**Text shown**:
>>>>
This is somewhat of a non-issue because the operative complaint, Plaintiff's Fourth Amended Complaint, seeks relief as against all defendants under each claim- essentially seeking joint and several liability. Thus, regarding the claims on which Plaintiff prevails, Plaintiff prevails as to all defendants, and the same is true for those claims on which Plaintiff does not prevail. Therefore, plaintiff does not have to establish successor liability of any one defendant named in the complaint; either they are all liable, or none of them are. However, as discussed above, the evidence indicates that FedChex and FedChex Recovery are separate entities from EPT and the debtor, Bishop, and are thus not alter egos of the latter.

B. Capital Contributions: January 2002 to October 2002

Plaintiff alleges that the dilution of Bishop's membership interests through Davis's additional capital contributions to FedChex and FedChex Recovery between January and October 2002, as well as the $19,000 and $27,000 paid by Bishop to FedChex, were constructive fraudulent transfers.
<<<<
**What this task involves**: Restate the court excerpt from "This is somewhat" up to and including "of the latter.", with "operative complaint" changed to "governing complaint".

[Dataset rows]
>>>>
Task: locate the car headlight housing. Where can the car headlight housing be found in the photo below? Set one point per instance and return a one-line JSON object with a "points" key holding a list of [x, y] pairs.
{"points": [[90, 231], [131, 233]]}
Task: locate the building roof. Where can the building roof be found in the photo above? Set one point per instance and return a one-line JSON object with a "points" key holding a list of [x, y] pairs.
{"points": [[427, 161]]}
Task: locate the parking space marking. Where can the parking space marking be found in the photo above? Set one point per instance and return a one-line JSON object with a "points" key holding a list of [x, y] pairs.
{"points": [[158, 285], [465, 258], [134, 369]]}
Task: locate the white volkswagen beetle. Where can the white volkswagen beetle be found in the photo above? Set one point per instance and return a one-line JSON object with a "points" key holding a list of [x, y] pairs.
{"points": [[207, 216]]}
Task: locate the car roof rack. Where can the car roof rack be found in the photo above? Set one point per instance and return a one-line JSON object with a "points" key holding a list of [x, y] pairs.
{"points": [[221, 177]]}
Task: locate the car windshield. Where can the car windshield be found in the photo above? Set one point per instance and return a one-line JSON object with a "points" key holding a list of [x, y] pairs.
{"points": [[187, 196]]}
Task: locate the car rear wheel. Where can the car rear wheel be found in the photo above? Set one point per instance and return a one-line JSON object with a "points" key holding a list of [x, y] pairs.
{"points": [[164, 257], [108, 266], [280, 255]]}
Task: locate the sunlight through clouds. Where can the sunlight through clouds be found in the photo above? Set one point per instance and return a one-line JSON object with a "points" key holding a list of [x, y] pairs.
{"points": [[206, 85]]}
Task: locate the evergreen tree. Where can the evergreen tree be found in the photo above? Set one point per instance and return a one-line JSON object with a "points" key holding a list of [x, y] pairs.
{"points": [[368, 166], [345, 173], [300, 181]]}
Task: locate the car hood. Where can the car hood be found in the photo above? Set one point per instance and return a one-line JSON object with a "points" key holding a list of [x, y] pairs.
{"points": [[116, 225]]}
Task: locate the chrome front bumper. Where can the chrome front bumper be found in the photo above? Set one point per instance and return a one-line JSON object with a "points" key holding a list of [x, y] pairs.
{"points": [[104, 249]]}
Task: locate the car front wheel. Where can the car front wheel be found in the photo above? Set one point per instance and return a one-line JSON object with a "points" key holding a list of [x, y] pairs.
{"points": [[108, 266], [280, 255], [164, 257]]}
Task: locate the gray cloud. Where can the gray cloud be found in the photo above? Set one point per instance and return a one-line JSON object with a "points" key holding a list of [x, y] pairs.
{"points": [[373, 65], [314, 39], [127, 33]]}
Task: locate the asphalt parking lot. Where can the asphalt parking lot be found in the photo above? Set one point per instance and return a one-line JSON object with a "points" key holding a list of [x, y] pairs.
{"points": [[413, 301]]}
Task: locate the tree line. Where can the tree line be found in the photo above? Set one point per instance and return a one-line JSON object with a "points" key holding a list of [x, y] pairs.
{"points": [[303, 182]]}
<<<<
**Task result**:
This is somewhat of a non-issue because the governing complaint, Plaintiff's Fourth Amended Complaint, seeks relief as against all defendants under each claim- essentially seeking joint and several liability. Thus, regarding the claims on which Plaintiff prevails, Plaintiff prevails as to all defendants, and the same is true for those claims on which Plaintiff does not prevail. Therefore, plaintiff does not have to establish successor liability of any one defendant named in the complaint; either they are all liable, or none of them are. However, as discussed above, the evidence indicates that FedChex and FedChex Recovery are separate entities from EPT and the debtor, Bishop, and are thus not alter egos of the latter.